Stored data:
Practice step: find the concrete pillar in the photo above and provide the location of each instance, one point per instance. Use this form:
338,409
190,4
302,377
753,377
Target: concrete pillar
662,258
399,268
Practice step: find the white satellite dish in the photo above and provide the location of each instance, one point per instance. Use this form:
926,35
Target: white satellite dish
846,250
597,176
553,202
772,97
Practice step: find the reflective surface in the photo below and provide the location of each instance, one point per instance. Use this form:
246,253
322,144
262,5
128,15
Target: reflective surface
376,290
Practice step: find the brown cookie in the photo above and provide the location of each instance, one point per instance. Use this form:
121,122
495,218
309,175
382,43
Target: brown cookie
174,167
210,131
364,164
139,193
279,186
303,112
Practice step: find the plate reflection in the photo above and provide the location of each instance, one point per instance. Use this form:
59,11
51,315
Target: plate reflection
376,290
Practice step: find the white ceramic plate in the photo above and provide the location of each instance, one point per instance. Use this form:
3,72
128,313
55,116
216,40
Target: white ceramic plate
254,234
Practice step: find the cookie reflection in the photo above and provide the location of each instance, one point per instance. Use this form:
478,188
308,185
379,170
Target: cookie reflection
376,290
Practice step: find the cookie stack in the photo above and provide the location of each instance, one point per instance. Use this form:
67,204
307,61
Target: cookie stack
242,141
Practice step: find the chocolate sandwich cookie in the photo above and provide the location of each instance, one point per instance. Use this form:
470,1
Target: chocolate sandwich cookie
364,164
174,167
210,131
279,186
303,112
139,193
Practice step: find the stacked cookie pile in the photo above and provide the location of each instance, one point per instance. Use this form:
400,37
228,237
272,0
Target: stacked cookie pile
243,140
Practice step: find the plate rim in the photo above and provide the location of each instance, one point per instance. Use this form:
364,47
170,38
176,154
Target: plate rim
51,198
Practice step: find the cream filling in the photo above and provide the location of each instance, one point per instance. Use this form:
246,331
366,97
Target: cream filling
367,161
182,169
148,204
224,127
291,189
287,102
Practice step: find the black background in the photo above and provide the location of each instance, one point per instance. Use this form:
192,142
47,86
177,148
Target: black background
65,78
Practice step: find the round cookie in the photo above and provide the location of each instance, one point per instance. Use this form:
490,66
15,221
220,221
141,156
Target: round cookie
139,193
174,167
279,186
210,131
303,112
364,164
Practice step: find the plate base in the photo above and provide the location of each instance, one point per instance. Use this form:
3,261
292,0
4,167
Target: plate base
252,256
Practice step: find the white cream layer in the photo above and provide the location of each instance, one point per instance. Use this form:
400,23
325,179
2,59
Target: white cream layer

Exercise requirements: Reproduce word for word every line from the one containing "Practice step: find the plate base" through the end of the records, inclusive.

Exercise solution:
Practice step: find the plate base in the photo above and provide the location of each instance, one point per instance. Use this form:
3,261
292,0
4,167
Target: plate base
252,256
Practice step: find the white cream layer in the photo above and provide the location of each instance, one point per instance. Use this form:
400,23
325,179
2,59
Target: white cream layer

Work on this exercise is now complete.